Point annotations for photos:

══════════════════════════════

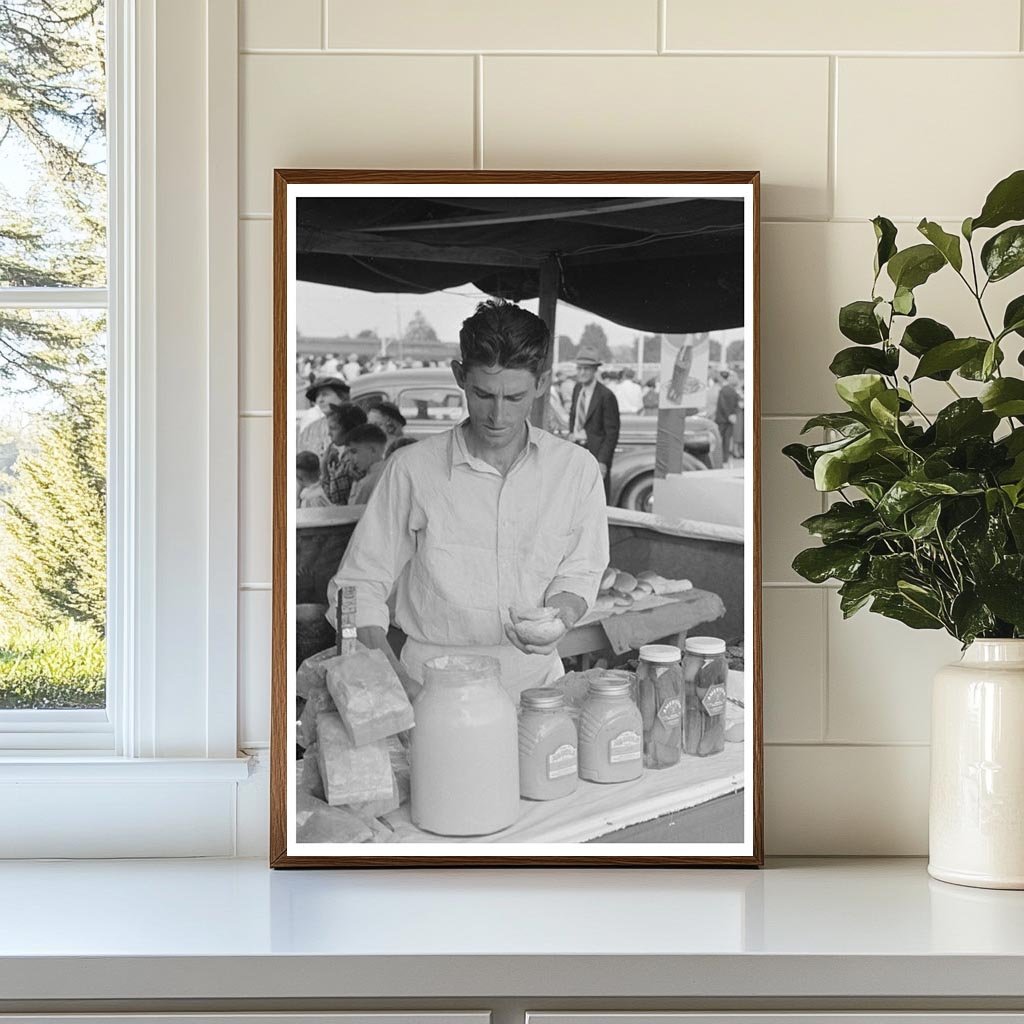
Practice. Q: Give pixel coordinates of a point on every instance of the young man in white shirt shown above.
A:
(491, 516)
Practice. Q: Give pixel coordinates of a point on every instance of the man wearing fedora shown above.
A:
(325, 393)
(594, 414)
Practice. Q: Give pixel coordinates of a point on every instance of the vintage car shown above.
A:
(430, 400)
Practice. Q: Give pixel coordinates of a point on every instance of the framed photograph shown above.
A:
(516, 542)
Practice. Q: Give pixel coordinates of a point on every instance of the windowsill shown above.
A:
(823, 929)
(81, 767)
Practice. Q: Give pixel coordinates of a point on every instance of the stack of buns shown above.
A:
(622, 590)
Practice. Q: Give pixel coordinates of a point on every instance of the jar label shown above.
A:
(562, 761)
(626, 747)
(671, 713)
(714, 700)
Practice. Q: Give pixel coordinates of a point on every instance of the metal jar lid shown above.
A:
(662, 652)
(542, 698)
(705, 645)
(609, 686)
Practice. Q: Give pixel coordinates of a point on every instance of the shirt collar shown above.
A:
(459, 455)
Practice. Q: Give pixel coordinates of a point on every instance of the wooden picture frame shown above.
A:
(714, 260)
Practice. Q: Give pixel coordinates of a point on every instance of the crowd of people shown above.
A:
(342, 449)
(342, 446)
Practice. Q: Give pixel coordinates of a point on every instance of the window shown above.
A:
(53, 369)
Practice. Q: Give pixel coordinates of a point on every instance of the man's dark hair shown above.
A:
(397, 443)
(348, 416)
(368, 433)
(387, 409)
(502, 334)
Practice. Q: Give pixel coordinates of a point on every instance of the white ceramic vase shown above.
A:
(976, 814)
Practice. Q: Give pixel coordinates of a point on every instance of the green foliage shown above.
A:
(927, 525)
(52, 123)
(53, 521)
(62, 667)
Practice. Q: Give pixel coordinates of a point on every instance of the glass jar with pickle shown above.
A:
(547, 744)
(706, 674)
(610, 733)
(659, 681)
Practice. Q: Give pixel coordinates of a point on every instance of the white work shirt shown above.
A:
(461, 544)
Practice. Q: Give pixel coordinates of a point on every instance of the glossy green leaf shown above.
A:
(857, 390)
(1004, 397)
(925, 519)
(885, 410)
(885, 236)
(925, 334)
(1004, 254)
(830, 471)
(858, 323)
(1005, 202)
(903, 302)
(848, 361)
(902, 610)
(800, 456)
(905, 495)
(948, 355)
(832, 421)
(947, 244)
(962, 419)
(843, 521)
(1013, 316)
(1006, 599)
(912, 266)
(832, 561)
(971, 615)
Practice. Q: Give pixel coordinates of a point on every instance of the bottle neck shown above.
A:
(994, 652)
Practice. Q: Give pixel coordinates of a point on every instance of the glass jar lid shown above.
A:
(542, 698)
(660, 652)
(610, 686)
(705, 645)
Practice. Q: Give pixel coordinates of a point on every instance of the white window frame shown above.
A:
(170, 730)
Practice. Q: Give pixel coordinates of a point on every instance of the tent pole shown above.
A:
(550, 281)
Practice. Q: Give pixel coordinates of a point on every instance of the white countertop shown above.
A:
(123, 930)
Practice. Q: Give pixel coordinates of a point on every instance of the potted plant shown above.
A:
(926, 524)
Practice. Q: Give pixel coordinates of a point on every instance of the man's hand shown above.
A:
(531, 648)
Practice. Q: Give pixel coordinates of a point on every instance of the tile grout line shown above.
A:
(478, 111)
(833, 142)
(823, 682)
(583, 52)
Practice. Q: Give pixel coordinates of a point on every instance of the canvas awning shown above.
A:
(657, 265)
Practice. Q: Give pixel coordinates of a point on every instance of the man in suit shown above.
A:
(594, 414)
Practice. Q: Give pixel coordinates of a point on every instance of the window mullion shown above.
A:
(52, 298)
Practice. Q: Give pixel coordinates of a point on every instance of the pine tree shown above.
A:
(52, 122)
(53, 518)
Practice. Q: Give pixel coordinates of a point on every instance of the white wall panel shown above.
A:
(678, 113)
(332, 111)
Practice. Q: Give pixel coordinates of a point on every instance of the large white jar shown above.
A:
(976, 818)
(465, 753)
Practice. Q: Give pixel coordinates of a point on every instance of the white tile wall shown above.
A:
(693, 113)
(469, 25)
(920, 122)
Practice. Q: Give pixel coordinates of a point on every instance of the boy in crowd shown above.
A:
(338, 471)
(308, 489)
(367, 444)
(388, 418)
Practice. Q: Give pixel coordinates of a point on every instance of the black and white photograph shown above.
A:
(516, 552)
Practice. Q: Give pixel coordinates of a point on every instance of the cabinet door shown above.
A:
(785, 1017)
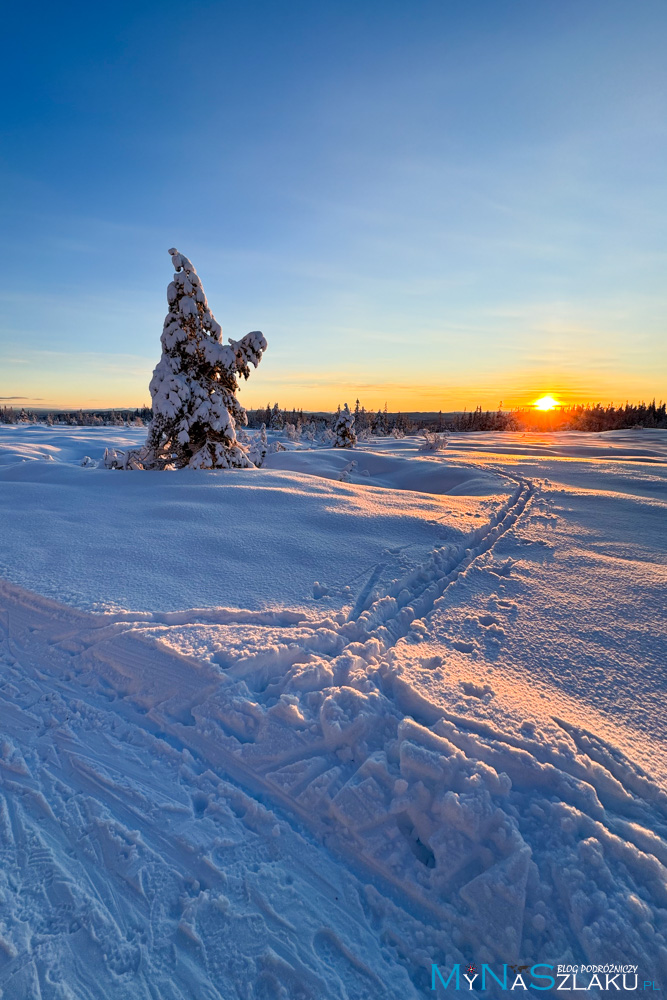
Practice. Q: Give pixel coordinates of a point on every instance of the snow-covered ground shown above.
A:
(270, 734)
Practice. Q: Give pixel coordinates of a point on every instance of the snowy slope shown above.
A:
(278, 795)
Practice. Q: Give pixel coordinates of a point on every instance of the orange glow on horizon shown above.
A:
(546, 403)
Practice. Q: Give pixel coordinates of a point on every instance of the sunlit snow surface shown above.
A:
(272, 734)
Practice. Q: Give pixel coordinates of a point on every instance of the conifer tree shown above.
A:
(343, 428)
(195, 409)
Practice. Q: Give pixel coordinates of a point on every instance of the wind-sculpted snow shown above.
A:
(323, 798)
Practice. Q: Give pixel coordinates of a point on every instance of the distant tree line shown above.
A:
(312, 425)
(77, 418)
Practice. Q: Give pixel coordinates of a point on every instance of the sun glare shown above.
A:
(546, 403)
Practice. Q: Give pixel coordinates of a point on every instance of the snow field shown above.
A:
(434, 746)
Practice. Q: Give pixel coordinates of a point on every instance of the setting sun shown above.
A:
(546, 403)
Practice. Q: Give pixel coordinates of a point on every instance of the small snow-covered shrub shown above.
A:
(433, 441)
(258, 448)
(347, 472)
(344, 429)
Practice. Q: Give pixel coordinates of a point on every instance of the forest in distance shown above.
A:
(587, 418)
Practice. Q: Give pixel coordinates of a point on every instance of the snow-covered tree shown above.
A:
(195, 409)
(343, 429)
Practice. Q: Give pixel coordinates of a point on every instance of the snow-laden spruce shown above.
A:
(344, 429)
(195, 409)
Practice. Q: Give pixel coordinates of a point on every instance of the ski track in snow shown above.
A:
(221, 793)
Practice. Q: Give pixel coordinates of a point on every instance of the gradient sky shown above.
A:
(434, 204)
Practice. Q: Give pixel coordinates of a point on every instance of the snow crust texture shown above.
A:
(320, 799)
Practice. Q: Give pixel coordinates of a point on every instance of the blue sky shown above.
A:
(437, 204)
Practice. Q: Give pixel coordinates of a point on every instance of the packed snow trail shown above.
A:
(203, 788)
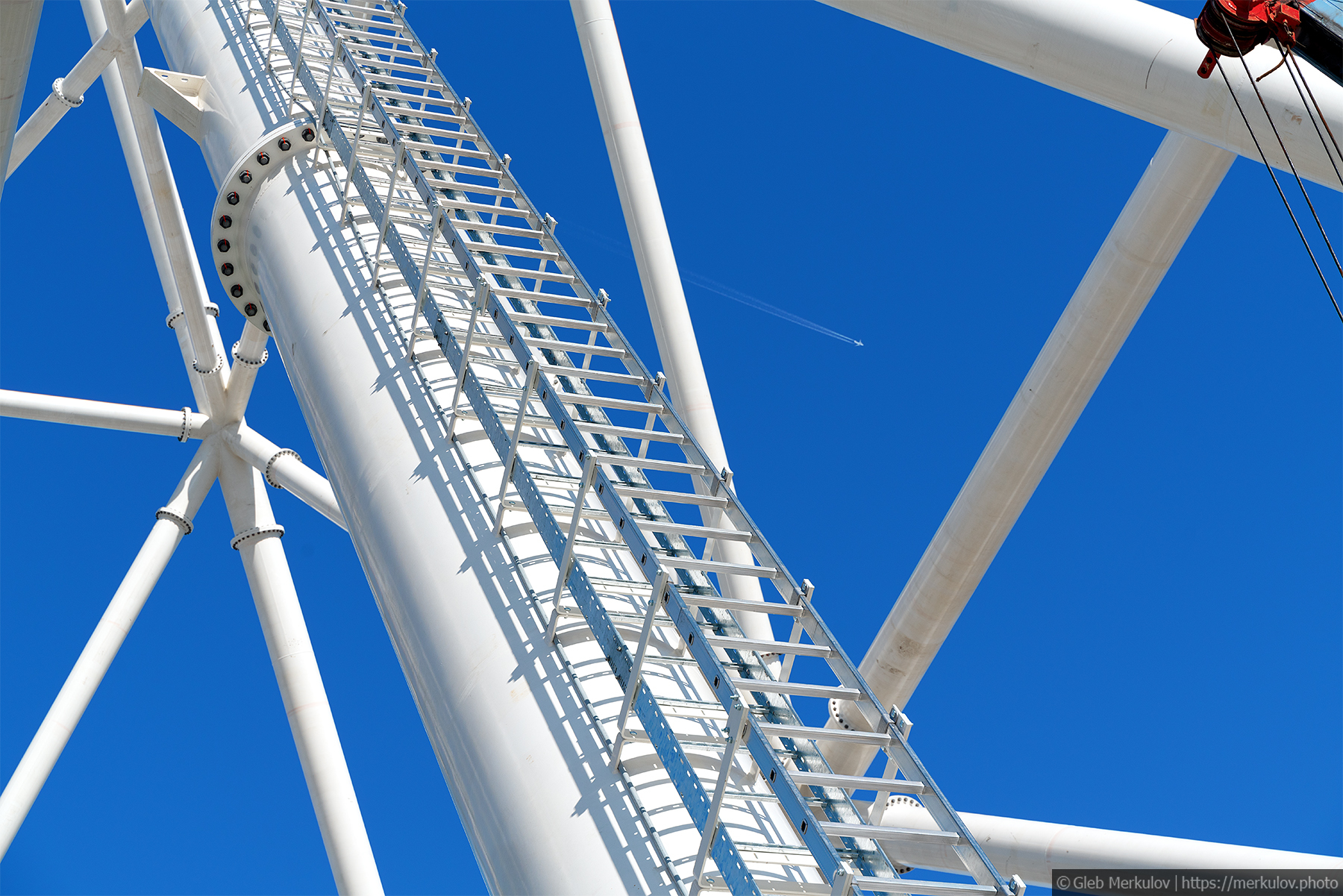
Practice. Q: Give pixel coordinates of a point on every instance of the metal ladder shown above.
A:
(592, 457)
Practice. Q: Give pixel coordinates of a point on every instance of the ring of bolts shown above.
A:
(237, 290)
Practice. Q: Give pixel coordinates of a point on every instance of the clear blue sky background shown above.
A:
(1155, 649)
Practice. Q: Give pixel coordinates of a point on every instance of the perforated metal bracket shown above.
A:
(234, 263)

══════════════════════════════

→ **Challenge**
Reproduce all of the rows above word for word, omitting the pictures from your copy.

→ **Exercise result**
Practice. Q: Give pixel coordinates of a point on every instance of the young man in white shirt shown above.
A:
(491, 516)
Practice. Q: Give pixel coordinates of a point on every instance of the man wearing fedora shown above.
A:
(325, 393)
(594, 414)
Practice. Q: Give pixel coordinates of a point on every instance of the vintage car shown above.
A:
(430, 400)
Practice. Q: Give pixel coordinates of a point on every instance of the framed photograph shown above.
A:
(516, 542)
Practice. Q: Give pixel coordinates of a point on every instance of the windowsill shown above.
A:
(823, 929)
(81, 767)
Practice. Q: Give pixel coordinates of a point on every instance of the stack of buns shown above.
A:
(622, 590)
Practice. Q: Give pixel coordinates of a point on every instance of the jar label shown above.
A:
(562, 761)
(626, 747)
(671, 713)
(714, 700)
Practice. Q: Give pixel coordinates of a point on every instance of the metal jar lid shown above.
A:
(662, 652)
(542, 698)
(705, 645)
(609, 686)
Practice. Q: Give pixel coordinates of a point on every instance of the shirt collar shown above.
A:
(459, 455)
Practice. Q: Give pixel coordinates of a point on every instance of the wooden picture frame shown above.
A:
(714, 260)
Practice. Q: Give pixel coordinates of a point on every instance of the crowd of people shown above.
A:
(342, 449)
(342, 446)
Practice. Q: Give pixel coordinates of a point on every instance of the window shown above.
A:
(53, 369)
Practice. Q: Give pixel coordinates of a point on every instance of the man's dark hair shown above.
A:
(397, 443)
(348, 416)
(368, 433)
(387, 409)
(502, 334)
Practice. Q: Give pixel coordinates of a point on every instance of the white ceramic vase shown above.
A:
(976, 814)
Practice. Q: Give pixel coordinates of a point on every instance of the green foliage shown above.
A:
(927, 525)
(52, 123)
(53, 521)
(62, 667)
Practice. Q: Give pixel coordinates of a point on every instance of the glass jar with pickle shown above.
A:
(547, 744)
(706, 674)
(610, 733)
(659, 681)
Practice. Q: Give pixel coordinates of a point on every instance of the white work shirt shown above.
A:
(461, 544)
Practice. Q: Give pixel coordinates of a point on every instance of the glossy green leaf shown above.
A:
(857, 390)
(1004, 397)
(925, 519)
(885, 410)
(885, 236)
(925, 334)
(1004, 254)
(830, 471)
(858, 323)
(1005, 202)
(903, 302)
(848, 361)
(902, 610)
(800, 456)
(905, 495)
(948, 355)
(832, 421)
(947, 244)
(962, 419)
(843, 521)
(1013, 316)
(1006, 599)
(912, 266)
(832, 561)
(971, 615)
Practice. Q: Give pixel coordinates of a point on every instance of the bottle neck shown above.
A:
(994, 652)
Practice. Q: Give pixel coordinates of a point on every instance of the glass jar lid shown above.
A:
(542, 698)
(660, 652)
(610, 686)
(705, 645)
Practice. Q: Give pixel coordinates of a point on every instance of the white window frame shown above.
A:
(170, 730)
Practice. Q: Give pixel coordinates of a point on every instance of the tent pole shown above.
A:
(550, 281)
Practice. Q: Give pixel coordinates of a point on every instance of the white countertop shown above.
A:
(123, 930)
Practice. Q: Give pixel coordinates of a point on every instance of the potted plant shown above.
A:
(926, 524)
Practice. Q: Give pixel coordinates of a point on every instance of the man's hand shown above.
A:
(531, 648)
Practice. Q: Give pixel coordinates of a point on every instance of the tile grout line shown above.
A:
(478, 111)
(833, 142)
(823, 682)
(583, 52)
Practice. Q: Give pixel coordinates of a point on every instance of the canvas awning shown above.
A:
(657, 265)
Practice. Q: Give pixel coordinates of a point on every instance of the man in suit shown above.
A:
(594, 414)
Practice. Q: Give pixel coordinates of a point on every instance of the window mullion shown above.
A:
(52, 298)
Practice. Q: Give pixel coordinates of a point on every instance of the pine tree shown above.
A:
(52, 122)
(53, 518)
Practice. Q: Give pixel coordinates of a point on every instance of the white wall panel shown above.
A:
(678, 113)
(332, 111)
Practice. Q: Give pixel coordinates of a point on every instance of the large white jar shown above.
A:
(976, 818)
(465, 753)
Practice. Q: Give pixel coordinates of a point on every instance of the white tile wall shown above.
A:
(693, 113)
(469, 25)
(920, 122)
Practice. Q: Give pixel coordinates of a point on every instance of the boy in crowd shown above.
A:
(338, 471)
(308, 489)
(367, 444)
(388, 418)
Practice. Q: Give pixel coordinates of a point on every instance of the black and white photograph shown above.
A:
(516, 552)
Practice. Q: Give pixel coordinates of a point on every instance of the cabinet door shown above.
A:
(785, 1017)
Practice. Q: Give pixel coordinates of a point on every instance of the snow-covered ground shown above.
A:
(270, 734)
Practice. Q: Give pixel coordinates of a point on every instance of the snowy slope shown above.
A:
(278, 795)
Practice. Q: Give pixel coordinates of a point on every instance of the orange glow on horizon shown above.
A:
(546, 403)
Practice. Q: Give pixel coordinates of a point on every instance of the sunlit snow surface shown above.
A:
(272, 734)
Practice. Q: Give pixel coordinates of a point on every instance of the conifer tree shown above.
A:
(343, 428)
(195, 409)
Practice. Q: Give pixel coordinates of a point on every instance of the wind-sculpted snow shown above.
A:
(323, 798)
Practice. Q: Give pixel coordinates of a point on every instance of the distant tree line shown above.
A:
(312, 425)
(77, 418)
Practice. Q: Give pixel coordinates of a point on every instance of the sun glare shown above.
A:
(546, 403)
Practice. Q: Give pixel coordinates of a point on every instance of the snow field shown above.
A:
(434, 746)
Practice. Q: Give pixel coordinates of a point on every instance of the setting sun shown above.
A:
(546, 403)
Practice. Q: Give pixel coordinates of a point on every instance of the small snow-covered shrub shown above.
A:
(433, 441)
(258, 448)
(347, 472)
(344, 429)
Practice. Q: Give pixel coordinates of a point on every instance of the forest in distance shown above.
A:
(587, 418)
Practice. Q: Give pixel coordinates of a point on every instance of the snow-covered tree shown above.
A:
(195, 409)
(343, 429)
Practice. Q: Give pixel coordinates of a point on every instance of the snow-laden spruce shown above.
A:
(344, 429)
(195, 409)
Practice. Q: Give pixel coordinates of a point on every instance of the ski track in snow shown above.
A:
(221, 793)
Practice. Q: Give pixel coordinates of a point on every instance of the gradient sky shown above.
A:
(434, 204)
Practice. Q: Give pixel coordinates of a point on every instance of the snow crust texture shown above.
A:
(320, 799)
Practice. Q: Give pixel coordinates of a point on every instance of the blue sky shown above.
A:
(437, 204)
Practice. Q: Give pixel coordinates of a point on every instance of the packed snow trail shown above.
A:
(203, 788)
Practice. Q: Give pixel coordinates of a point on every instance of the metal ladder shown above.
A:
(592, 457)
Practice. Q: Give pixel coordinates of a point on every instance of the ring of bolts shown above.
A:
(237, 290)
Practice. Q: Give pixel coordinates of a point on every instance of the clear blue sky background shown above.
A:
(1155, 649)
Practice. Q: Give pixel coordinates of a point on every instance of the perforated metal bracket shown above.
A:
(234, 263)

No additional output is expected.